Consigne écrite A: Recopiez fidèlement un extrait du texte fourni ci-dessous. Commencez aux mots contenant « Spécialiste du terrorisme » et arrêtez-vous après « et en Nouvelle-Zélande. ».
=-=-=
Spécialiste du terrorisme reconnue, Jessica STERN est l'auteur de livres de référence, dont un best seller de 2015 (non traduit en français) sur l'organisation "Etat islamique", appelée aujourd'hui plus couramment "Daech" et en anglais "Isis", écrit en collaboration avec JM BERGER. Début 2020, elle fait paraître un livre issu de deux ans d'entretiens dans sa prison en 2014-16 avec Radovan KARADZIC, théoricien et organisateur d'actions génocidaires en Bosnie, dont le fameux massacre de Srebreniça en 1995. Celui-ci est une des références majeures des suprémacistes blancs auteurs de massacres de masse de ces dernières années en Norvège et en Nouvelle-Zélande.
Elle s'explique ainsi sur son site face à ceux qui l'accusent de "complaisance" :

https://jessicasternbooks.com/why-listen-to-evil-men/
Cette volonté de comprendre peut-elle nous armer contre la répétition des actes violents ? Avant de répondre à cette question, se pose celle des effets de la violence subie.

Tel est l'objet du livre "Déni" qui part d'une violence subie personnellement : le viol de Jessica Stern et de sa soeur chez elles par un inconnu, jamais retrouvé, alors qu'elles avaient quinze et quatorze ans, en 1973.

Ce n'est qu'en 2006, qu'après avoir consulté une thérapeute et ainsi appris qu'elle "souffrait peut-être d'un état de stress post-traumatique (ESPT)" (p 12), qu'elle se décide à revenir sur cette affaire et à demander copie du rapport de police.
C'est le début d'une longue enquête doublée d'une prise de conscience des différents dénis qui ont suivi cet événement.
le livre rend scrupuleusement compte du ressenti de l'autrice aux différentes étapes, ainsi que des révélation collatérales qui accompagnent son enquête.
J'apprécie particulièrement le va et vient entre ce vécu et la théorisation progressivement exposée des effets et des causes de la violence sexuelle qui permet d'élargir le champ à toutes les expériences comparables.
C'est ce qui rend ce livre à la fois prenant et éclairant.

Je prends ainsi conscience de la force du déni qui s'exerce à tous les niveaux.
"J'ai vite réalisé que j'avais oublié la plupart des détails du viol, même si je n'étais pas une enfant en bas âge au moment des faits."(p 13-4)
"Apparemment, la collectivité toute entière était en situation de déni. Les policiers avaient bâclé l'enquête. Ils avaient rapidement abandonné les recherches. Ils ne nous ont pas crues, ma soeur et moi, quand nous leur affirmions ne pas connaître notre agresseur. Et le viol sous la menace d'une arme était une chose inimaginable dans la petite ville de Concorde, Massachusetts, en 1973."(p 14-5)
Et ce déni existe aussi dans l'entourage des victimes "qui veut reprendre sa vie". (p 15)
=-=-=
Consigne écrite B: Renvoyez chaque ligne des entrées ci-dessous qui contient la chaîne « city », en tenant compte de la casse.

(Exemples d'étiquetage de masques)
=-=-=
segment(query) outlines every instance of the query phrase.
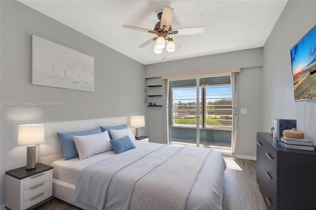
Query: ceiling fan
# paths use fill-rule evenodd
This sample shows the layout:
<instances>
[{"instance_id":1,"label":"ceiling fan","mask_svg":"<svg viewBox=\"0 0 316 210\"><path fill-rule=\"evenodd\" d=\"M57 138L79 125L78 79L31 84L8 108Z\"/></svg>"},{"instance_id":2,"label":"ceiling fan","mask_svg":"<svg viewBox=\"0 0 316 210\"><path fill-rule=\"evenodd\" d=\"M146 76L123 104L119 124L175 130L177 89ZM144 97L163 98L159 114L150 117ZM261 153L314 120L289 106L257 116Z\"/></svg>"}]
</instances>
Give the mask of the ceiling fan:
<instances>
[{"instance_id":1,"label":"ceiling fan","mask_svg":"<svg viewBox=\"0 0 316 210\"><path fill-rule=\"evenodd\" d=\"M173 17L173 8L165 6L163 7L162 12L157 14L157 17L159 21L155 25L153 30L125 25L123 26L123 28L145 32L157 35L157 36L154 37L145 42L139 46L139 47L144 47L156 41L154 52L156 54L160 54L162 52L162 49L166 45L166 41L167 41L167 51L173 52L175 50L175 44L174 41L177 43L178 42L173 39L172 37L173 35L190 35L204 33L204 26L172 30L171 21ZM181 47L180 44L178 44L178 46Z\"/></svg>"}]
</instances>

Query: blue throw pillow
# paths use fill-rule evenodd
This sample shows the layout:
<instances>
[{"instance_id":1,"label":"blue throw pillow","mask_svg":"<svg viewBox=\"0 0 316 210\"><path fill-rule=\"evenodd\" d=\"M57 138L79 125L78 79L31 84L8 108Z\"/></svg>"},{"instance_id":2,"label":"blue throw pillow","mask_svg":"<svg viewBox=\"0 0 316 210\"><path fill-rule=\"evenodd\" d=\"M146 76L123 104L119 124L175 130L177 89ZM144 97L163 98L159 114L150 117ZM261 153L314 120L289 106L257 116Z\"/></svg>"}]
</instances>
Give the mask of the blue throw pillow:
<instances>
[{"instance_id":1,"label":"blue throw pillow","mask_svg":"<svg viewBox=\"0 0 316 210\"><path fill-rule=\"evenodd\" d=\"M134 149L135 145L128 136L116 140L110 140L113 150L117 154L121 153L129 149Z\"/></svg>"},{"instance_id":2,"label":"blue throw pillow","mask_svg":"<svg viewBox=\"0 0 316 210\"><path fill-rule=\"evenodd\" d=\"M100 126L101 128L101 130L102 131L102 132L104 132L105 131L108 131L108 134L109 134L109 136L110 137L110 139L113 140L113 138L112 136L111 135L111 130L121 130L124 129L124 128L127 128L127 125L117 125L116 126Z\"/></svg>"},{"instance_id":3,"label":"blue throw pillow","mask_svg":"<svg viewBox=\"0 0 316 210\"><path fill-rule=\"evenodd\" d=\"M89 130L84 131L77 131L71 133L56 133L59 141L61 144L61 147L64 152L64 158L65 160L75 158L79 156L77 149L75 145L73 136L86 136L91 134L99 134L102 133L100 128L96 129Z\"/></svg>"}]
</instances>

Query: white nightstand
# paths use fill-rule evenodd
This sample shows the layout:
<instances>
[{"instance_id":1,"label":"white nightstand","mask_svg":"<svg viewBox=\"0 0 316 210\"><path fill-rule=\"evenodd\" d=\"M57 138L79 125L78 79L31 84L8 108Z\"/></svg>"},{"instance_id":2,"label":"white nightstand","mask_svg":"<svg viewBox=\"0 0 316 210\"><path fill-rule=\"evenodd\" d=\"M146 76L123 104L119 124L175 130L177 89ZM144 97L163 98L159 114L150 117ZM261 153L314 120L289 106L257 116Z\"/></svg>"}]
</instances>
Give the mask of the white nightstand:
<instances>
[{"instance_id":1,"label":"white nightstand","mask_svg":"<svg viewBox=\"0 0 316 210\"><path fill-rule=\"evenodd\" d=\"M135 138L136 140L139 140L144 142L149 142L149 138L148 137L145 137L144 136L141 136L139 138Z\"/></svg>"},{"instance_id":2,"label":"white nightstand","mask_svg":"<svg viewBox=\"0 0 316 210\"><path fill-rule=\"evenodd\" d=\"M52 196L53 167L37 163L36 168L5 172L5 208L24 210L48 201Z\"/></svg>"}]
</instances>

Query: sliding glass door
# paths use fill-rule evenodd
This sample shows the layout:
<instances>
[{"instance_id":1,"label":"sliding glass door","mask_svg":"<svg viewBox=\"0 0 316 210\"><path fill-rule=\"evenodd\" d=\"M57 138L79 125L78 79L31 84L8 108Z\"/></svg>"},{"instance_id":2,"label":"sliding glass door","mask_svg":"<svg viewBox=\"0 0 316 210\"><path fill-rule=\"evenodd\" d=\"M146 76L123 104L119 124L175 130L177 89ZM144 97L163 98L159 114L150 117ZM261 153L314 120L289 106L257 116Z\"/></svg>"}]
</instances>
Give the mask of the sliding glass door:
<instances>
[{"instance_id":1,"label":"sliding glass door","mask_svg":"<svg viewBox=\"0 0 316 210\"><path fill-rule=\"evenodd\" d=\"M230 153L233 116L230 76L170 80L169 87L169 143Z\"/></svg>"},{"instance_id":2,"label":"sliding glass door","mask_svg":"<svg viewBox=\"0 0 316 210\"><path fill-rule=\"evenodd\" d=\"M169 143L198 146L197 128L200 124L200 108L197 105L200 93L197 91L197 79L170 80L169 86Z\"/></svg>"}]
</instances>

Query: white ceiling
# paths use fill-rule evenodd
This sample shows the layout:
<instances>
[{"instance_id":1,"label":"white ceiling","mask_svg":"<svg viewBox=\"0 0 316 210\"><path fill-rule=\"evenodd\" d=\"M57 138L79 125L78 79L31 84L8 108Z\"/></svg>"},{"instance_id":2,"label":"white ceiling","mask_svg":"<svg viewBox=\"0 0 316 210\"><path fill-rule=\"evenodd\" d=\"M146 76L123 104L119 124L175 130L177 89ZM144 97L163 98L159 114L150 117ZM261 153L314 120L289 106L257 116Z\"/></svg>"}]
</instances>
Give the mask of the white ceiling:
=-=-=
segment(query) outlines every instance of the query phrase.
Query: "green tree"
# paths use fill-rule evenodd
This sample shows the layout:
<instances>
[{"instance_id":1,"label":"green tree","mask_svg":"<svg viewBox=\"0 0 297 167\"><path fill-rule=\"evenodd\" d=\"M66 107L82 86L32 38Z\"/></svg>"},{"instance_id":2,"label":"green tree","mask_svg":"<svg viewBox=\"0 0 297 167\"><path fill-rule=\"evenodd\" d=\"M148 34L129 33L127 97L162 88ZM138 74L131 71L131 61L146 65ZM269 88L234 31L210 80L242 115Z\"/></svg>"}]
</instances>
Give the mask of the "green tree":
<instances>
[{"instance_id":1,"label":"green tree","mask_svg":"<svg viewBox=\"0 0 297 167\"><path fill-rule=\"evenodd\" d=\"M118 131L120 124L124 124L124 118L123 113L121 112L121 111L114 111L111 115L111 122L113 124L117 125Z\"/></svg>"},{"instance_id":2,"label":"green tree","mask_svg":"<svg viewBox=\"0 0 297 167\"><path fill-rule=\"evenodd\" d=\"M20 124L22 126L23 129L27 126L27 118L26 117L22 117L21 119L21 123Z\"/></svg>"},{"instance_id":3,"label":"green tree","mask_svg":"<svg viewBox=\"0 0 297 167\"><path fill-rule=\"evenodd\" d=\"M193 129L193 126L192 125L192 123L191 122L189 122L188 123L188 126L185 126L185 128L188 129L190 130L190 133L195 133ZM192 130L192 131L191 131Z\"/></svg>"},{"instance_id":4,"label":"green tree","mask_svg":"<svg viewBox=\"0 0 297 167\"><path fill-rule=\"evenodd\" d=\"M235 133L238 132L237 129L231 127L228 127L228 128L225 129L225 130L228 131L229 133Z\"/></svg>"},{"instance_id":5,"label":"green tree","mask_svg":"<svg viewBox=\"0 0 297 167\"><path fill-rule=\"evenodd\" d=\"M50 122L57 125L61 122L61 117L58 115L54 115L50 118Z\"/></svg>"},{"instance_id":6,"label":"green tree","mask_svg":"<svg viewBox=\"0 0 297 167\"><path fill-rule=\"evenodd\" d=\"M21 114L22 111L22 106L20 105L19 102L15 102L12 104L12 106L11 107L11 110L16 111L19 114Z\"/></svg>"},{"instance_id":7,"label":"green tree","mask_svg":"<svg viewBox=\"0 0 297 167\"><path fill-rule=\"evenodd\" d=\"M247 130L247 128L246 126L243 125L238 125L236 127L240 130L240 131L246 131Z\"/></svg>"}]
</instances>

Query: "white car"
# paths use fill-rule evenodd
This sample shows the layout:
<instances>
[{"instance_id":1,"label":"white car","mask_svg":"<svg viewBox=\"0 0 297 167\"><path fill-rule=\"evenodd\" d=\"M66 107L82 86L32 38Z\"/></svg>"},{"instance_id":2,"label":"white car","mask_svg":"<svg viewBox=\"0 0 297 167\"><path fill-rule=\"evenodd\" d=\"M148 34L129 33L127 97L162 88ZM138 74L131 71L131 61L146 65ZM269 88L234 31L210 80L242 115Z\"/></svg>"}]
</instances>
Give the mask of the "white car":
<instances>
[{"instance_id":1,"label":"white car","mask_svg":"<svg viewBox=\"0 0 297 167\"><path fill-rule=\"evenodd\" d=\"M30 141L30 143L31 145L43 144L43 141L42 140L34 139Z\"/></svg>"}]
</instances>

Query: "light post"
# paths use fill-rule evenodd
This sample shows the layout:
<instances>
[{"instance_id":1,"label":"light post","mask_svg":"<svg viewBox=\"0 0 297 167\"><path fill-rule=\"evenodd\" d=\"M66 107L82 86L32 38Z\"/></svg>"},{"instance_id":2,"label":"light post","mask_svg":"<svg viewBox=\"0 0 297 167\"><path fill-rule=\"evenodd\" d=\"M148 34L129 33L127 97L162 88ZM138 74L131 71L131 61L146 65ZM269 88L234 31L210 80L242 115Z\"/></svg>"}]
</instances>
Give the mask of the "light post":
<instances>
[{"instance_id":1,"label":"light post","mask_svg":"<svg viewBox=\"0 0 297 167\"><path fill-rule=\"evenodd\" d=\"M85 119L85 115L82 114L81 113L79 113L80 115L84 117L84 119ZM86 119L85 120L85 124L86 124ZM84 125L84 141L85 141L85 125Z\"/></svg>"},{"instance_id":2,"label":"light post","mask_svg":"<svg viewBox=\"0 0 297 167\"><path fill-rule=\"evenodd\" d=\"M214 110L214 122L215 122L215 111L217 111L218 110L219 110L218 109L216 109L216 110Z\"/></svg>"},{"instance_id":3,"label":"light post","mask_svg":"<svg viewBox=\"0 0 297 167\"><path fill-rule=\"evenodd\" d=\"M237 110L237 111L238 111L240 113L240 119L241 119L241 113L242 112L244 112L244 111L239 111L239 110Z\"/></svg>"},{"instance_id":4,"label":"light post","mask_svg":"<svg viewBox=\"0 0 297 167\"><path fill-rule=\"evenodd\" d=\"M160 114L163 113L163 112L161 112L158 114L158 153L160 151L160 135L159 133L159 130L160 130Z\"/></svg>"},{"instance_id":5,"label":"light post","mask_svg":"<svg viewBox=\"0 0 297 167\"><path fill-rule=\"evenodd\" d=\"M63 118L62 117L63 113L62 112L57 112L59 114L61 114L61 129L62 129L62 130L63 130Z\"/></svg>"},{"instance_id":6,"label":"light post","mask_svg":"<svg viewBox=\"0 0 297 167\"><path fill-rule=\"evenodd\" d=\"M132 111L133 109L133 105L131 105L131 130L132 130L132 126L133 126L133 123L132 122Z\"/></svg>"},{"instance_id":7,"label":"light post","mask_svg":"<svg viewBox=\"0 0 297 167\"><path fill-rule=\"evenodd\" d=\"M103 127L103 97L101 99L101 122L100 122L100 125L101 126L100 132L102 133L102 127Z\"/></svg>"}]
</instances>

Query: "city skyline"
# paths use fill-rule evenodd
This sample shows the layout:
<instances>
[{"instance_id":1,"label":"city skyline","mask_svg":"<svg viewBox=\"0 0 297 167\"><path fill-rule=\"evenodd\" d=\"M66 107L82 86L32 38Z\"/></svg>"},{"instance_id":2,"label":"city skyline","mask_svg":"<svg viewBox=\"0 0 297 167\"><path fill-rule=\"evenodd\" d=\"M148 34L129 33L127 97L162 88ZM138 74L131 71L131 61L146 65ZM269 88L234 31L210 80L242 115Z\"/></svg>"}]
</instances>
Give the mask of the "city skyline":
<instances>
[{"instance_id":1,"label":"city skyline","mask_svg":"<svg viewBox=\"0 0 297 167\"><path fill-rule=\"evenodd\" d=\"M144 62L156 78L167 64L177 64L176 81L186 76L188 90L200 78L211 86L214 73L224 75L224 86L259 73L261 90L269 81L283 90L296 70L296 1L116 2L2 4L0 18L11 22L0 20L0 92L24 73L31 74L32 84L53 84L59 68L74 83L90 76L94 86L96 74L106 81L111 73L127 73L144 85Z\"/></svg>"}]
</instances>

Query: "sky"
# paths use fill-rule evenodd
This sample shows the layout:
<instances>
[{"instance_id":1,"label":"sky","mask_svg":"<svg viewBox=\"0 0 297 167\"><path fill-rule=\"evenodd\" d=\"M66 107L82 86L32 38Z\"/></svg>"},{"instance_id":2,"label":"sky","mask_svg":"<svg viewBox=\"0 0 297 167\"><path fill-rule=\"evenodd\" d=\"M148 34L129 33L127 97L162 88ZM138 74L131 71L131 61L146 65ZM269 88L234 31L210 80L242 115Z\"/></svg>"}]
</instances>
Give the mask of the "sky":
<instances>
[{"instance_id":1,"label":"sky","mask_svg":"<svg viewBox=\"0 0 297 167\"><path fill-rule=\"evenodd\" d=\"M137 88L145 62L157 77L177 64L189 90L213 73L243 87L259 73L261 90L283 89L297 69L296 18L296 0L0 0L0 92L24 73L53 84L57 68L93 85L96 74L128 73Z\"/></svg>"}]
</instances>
=-=-=
Sortie complète A:
Spécialiste du terrorisme reconnue, Jessica STERN est l'auteur de livres de référence, dont un best seller de 2015 (non traduit en français) sur l'organisation "Etat islamique", appelée aujourd'hui plus couramment "Daech" et en anglais "Isis", écrit en collaboration avec JM BERGER. Début 2020, elle fait paraître un livre issu de deux ans d'entretiens dans sa prison en 2014-16 avec Radovan KARADZIC, théoricien et organisateur d'actions génocidaires en Bosnie, dont le fameux massacre de Srebreniça en 1995. Celui-ci est une des références majeures des suprémacistes blancs auteurs de massacres de masse de ces dernières années en Norvège et en Nouvelle-Zélande.

Sortie complète B:
Query: "city skyline"
[{"instance_id":1,"label":"city skyline","mask_svg":"<svg viewBox=\"0 0 297 167\"><path fill-rule=\"evenodd\" d=\"M66 107L82 86L32 38Z\"/></svg>"},{"instance_id":2,"label":"city skyline","mask_svg":"<svg viewBox=\"0 0 297 167\"><path fill-rule=\"evenodd\" d=\"M148 34L129 33L127 97L162 88ZM138 74L131 71L131 61L146 65ZM269 88L234 31L210 80L242 115Z\"/></svg>"}]
Give the mask of the "city skyline":
[{"instance_id":1,"label":"city skyline","mask_svg":"<svg viewBox=\"0 0 297 167\"><path fill-rule=\"evenodd\" d=\"M144 62L156 78L167 64L177 64L176 81L186 76L188 90L200 78L211 86L214 73L224 75L224 86L259 73L261 90L269 81L283 90L296 70L296 1L116 2L2 4L0 18L11 22L0 20L0 92L24 73L31 74L32 84L53 84L59 68L74 83L90 76L94 86L96 74L106 81L111 73L127 73L144 85Z\"/></svg>"}]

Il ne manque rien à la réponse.